### Source records
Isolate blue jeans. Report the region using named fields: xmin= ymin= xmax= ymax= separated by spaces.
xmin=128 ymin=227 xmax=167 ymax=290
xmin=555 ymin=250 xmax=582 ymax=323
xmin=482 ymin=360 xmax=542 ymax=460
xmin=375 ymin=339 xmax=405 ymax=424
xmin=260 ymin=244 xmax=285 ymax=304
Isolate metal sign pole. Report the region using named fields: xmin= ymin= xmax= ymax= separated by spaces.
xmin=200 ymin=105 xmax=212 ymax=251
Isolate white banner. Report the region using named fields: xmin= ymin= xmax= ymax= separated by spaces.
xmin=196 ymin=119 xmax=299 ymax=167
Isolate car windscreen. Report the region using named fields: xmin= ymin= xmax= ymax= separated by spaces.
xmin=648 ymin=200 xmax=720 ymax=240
--
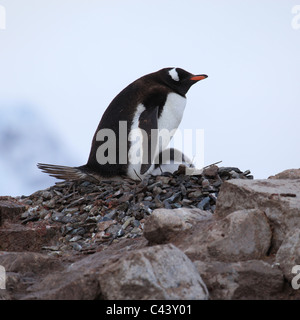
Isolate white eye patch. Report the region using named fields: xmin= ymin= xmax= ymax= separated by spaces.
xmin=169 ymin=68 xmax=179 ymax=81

### Goal of the exercise
Starting at the line that contains "Isolate metal sign" and stopping after the line that contains "xmin=196 ymin=119 xmax=299 ymax=167", copy those lines from the items above without any change.

### Exercise solution
Isolate metal sign pole. Report the region using named fields: xmin= ymin= xmax= ymax= separated by spaces.
xmin=200 ymin=105 xmax=212 ymax=251
Isolate white banner. Report the region using named fields: xmin= ymin= xmax= ymax= separated by spaces.
xmin=196 ymin=119 xmax=299 ymax=167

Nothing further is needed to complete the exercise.